→ Selected text
Truist Long Game was designed with consumers ages 18 and up in mind, especially the Gen Z and Millennial segments.
“For some Americans, it is difficult to engage with their finances because it’s not always been going great,” says Holden. Many people come from family situations where money matters weren’t spoken of. She herself is grateful that her father was a small business owner and that she had the opportunity to see what that entailed.
“But I learned a lot of my own financial habits just by experience,” says Holden. “I got my first job at 15 and started saving to try to buy things.”
Holden has both an engineering degree and an MBA, and she believes gamification, when well executed, can give younger consumers tools to learn with. Being able to see progress means something, she says. Blending financial concepts with fun can help too.

→ Objectives
**A)** Extract from the Truist Long Game passage the text between "Truist Long Game" and "can help too.", inclusive.
**B)** Answer these questions from the Truist Long Game passage:
(i) Which consumers was Truist Long Game designed for?
(ii) At what age did Holden get her first job?
(iii) What degrees does Holden hold?
**C)** Carry on the Truist Long Game passage from its final sentence.

→ Data lines
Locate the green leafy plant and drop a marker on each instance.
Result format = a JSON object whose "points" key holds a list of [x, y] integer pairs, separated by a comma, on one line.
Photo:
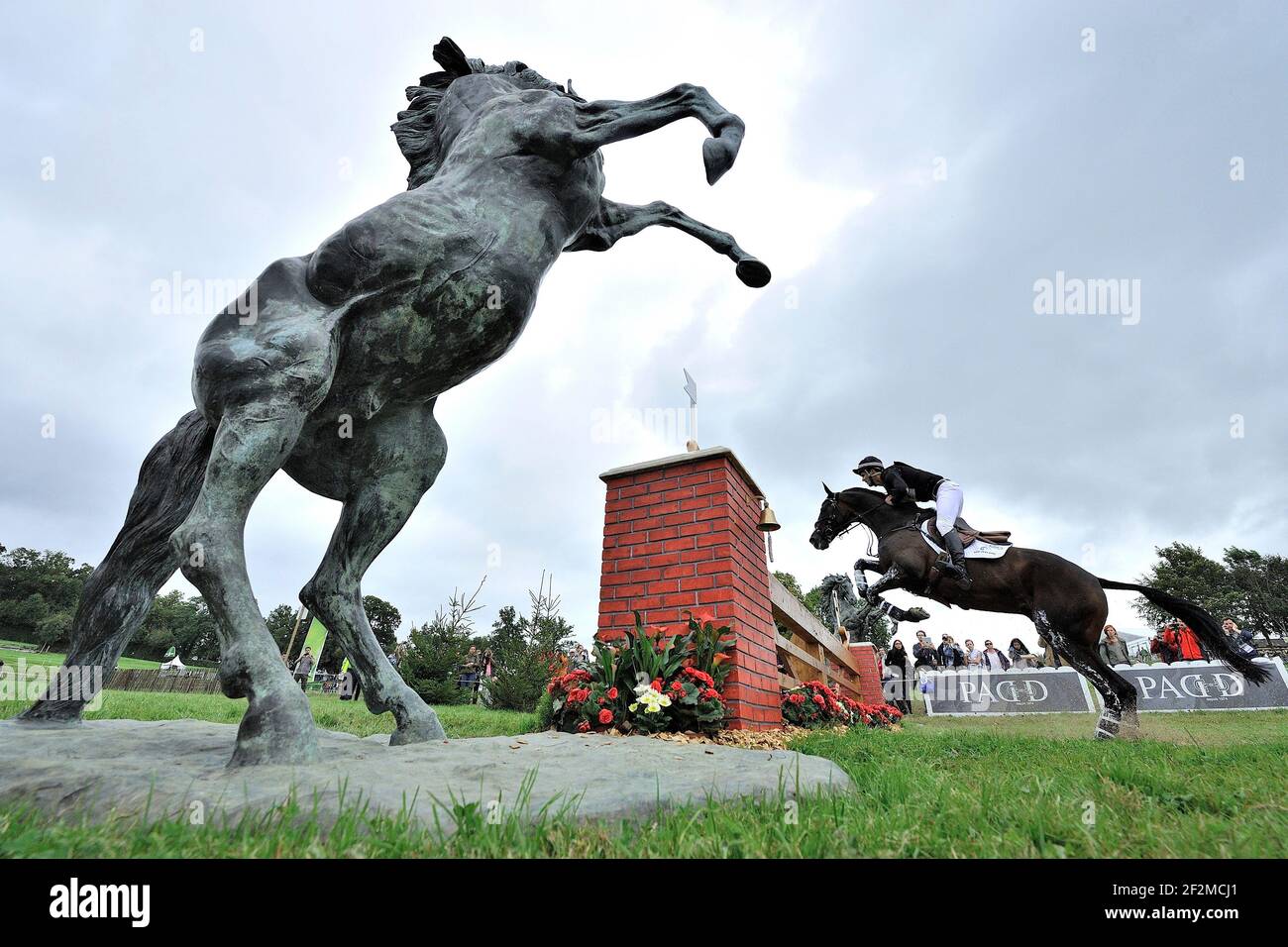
{"points": [[649, 684]]}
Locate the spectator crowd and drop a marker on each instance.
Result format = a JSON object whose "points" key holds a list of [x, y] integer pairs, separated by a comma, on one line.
{"points": [[903, 671]]}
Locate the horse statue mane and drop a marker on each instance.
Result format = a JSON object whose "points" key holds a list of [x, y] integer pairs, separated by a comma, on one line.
{"points": [[855, 617], [416, 131]]}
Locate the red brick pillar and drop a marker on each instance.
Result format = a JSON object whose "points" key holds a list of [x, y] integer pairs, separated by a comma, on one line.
{"points": [[870, 672], [681, 534]]}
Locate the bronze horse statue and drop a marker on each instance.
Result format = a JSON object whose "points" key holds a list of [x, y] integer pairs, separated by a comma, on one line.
{"points": [[1065, 603], [334, 372]]}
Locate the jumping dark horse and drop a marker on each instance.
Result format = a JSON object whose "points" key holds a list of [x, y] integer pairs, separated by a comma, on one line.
{"points": [[334, 375], [1065, 602]]}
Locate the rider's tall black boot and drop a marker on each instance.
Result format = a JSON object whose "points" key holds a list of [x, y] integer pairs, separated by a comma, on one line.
{"points": [[957, 567]]}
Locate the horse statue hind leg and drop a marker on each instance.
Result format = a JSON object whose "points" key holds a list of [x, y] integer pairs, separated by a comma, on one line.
{"points": [[387, 467]]}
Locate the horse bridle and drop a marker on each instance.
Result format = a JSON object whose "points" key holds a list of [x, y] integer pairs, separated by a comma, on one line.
{"points": [[859, 514]]}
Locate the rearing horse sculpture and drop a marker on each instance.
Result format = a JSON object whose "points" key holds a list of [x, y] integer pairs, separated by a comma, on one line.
{"points": [[334, 372], [1065, 603]]}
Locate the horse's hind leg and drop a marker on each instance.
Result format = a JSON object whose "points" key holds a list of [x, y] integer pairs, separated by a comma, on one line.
{"points": [[1119, 694], [250, 446], [402, 459], [119, 594]]}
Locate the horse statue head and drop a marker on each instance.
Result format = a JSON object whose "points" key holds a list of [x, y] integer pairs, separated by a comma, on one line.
{"points": [[854, 615], [424, 134]]}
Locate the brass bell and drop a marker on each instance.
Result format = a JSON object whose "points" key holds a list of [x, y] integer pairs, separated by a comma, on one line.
{"points": [[768, 521]]}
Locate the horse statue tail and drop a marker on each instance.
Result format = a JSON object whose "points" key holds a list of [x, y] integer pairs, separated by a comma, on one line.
{"points": [[1202, 624], [119, 592]]}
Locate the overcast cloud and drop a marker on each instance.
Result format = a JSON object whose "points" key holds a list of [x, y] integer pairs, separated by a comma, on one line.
{"points": [[910, 171]]}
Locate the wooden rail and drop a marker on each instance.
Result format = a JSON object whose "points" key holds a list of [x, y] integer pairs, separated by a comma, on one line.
{"points": [[812, 652], [162, 682]]}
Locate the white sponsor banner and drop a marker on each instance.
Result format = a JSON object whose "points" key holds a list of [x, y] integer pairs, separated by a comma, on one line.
{"points": [[1205, 685], [1000, 693]]}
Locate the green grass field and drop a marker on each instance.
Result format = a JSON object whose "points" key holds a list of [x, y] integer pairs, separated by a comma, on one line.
{"points": [[1197, 785]]}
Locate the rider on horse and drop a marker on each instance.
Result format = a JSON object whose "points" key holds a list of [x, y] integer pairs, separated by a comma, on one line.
{"points": [[906, 483]]}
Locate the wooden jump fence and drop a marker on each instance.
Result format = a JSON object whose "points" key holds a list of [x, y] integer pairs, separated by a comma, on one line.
{"points": [[191, 681]]}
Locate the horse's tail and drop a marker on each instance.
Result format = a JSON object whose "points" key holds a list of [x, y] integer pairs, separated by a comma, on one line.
{"points": [[117, 595], [1202, 624]]}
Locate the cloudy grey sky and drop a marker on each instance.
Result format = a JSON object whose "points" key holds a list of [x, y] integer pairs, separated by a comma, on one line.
{"points": [[910, 172]]}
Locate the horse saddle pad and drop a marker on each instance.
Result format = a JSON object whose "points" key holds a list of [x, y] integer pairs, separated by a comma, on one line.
{"points": [[978, 544]]}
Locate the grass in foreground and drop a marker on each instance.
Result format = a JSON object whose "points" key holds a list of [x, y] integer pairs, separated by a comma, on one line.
{"points": [[936, 789]]}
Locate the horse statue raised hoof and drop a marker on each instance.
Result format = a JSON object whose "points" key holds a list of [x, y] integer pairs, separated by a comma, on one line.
{"points": [[1067, 603], [330, 365]]}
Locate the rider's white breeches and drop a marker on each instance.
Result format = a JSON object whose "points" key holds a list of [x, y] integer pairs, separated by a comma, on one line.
{"points": [[948, 506]]}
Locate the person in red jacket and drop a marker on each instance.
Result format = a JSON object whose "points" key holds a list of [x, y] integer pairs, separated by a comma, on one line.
{"points": [[1183, 641]]}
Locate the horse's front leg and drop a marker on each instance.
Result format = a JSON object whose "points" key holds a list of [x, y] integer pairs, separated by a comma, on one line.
{"points": [[606, 121], [614, 221], [892, 579]]}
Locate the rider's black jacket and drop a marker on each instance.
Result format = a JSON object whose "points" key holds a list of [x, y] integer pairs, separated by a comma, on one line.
{"points": [[907, 483]]}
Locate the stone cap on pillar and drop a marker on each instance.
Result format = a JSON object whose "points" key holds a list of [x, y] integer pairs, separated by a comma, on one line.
{"points": [[661, 463]]}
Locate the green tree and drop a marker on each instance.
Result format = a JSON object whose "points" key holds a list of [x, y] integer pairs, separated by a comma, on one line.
{"points": [[281, 624], [385, 620], [35, 585], [524, 650], [54, 630], [1184, 571], [1260, 587], [432, 660]]}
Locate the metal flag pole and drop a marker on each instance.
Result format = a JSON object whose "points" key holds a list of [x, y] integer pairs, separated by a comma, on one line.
{"points": [[691, 388]]}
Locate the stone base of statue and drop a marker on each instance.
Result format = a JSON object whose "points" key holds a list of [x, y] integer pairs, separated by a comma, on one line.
{"points": [[176, 770]]}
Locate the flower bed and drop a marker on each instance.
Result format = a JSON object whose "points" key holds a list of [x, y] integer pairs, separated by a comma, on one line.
{"points": [[814, 703], [652, 684]]}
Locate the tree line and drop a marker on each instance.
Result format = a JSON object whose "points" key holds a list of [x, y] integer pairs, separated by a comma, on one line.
{"points": [[39, 591]]}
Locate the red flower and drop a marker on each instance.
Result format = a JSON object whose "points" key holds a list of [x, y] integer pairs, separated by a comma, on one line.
{"points": [[699, 676]]}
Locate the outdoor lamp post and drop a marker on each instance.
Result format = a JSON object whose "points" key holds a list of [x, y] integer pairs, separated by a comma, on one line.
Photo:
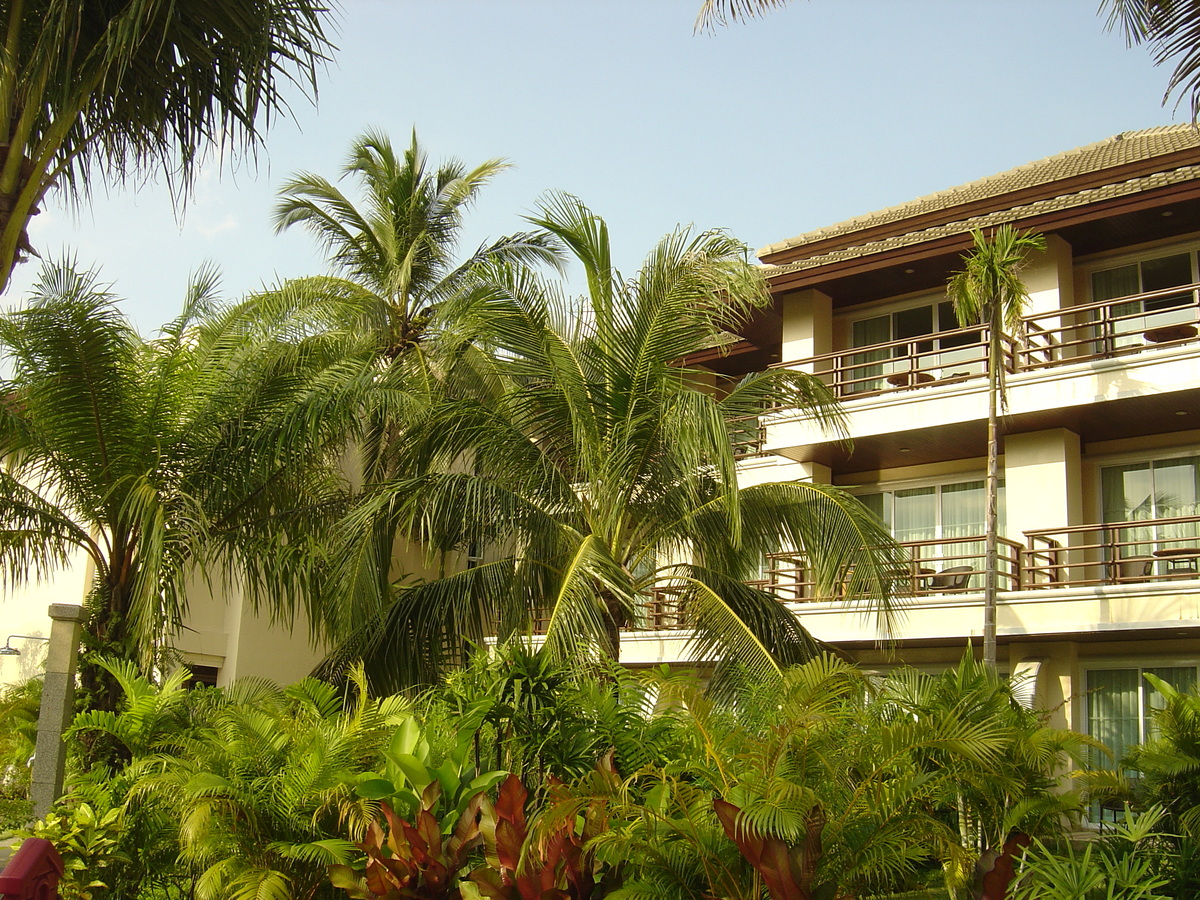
{"points": [[10, 651]]}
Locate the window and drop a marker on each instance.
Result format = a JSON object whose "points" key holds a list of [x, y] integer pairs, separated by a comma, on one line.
{"points": [[1131, 324], [869, 370], [1145, 277], [943, 515], [1121, 705], [1147, 492]]}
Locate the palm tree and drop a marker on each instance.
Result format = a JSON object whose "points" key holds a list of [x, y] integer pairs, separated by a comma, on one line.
{"points": [[156, 457], [397, 288], [1171, 28], [133, 83], [393, 252], [989, 292], [592, 467]]}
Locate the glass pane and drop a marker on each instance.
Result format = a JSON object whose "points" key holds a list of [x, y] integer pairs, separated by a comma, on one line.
{"points": [[874, 502], [867, 333], [1113, 715], [1128, 497], [915, 517], [1115, 282], [948, 322], [1174, 496], [865, 370], [913, 323], [964, 511]]}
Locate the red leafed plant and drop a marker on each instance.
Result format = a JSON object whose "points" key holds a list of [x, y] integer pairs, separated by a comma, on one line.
{"points": [[786, 869], [553, 867], [413, 859]]}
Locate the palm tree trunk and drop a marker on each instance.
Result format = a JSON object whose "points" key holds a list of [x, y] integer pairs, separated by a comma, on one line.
{"points": [[991, 563]]}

→ Exercise results
**A)**
Truist Long Game was designed with consumers ages 18 and up in mind, especially the Gen Z and Millennial segments.
“For some Americans, it is difficult to engage with their finances because it’s not always been going great,” says Holden. Many people come from family situations where money matters weren’t spoken of. She herself is grateful that her father was a small business owner and that she had the opportunity to see what that entailed.
“But I learned a lot of my own financial habits just by experience,” says Holden. “I got my first job at 15 and started saving to try to buy things.”
Holden has both an engineering degree and an MBA, and she believes gamification, when well executed, can give younger consumers tools to learn with. Being able to see progress means something, she says. Blending financial concepts with fun can help too.

**B)**
(i) Consumers ages 18 and up, especially the Gen Z and Millennial segments.
(ii) At 15.
(iii) An engineering degree and an MBA.

**C)**
Past efforts to improve financial literacy tended to emphasize negatives too much — so the experience felt more like a stick than a carrot, in her view. “Obviously we need to be realistic about where people are and what they can do,” she says. “But we always try to be positive when we’re presenting finances through Long Game, encouraging people to take the next best step they can.”
Holden hopes at some point to expand the reach of Long Game by developing a junior version of it for people under 18.
“Not everyone has parents who are going to focus on teaching them financial literacy,” she says. If financial institutions like Truist reach out, “they can have some tools that will help them start saving and learning about finance early on.”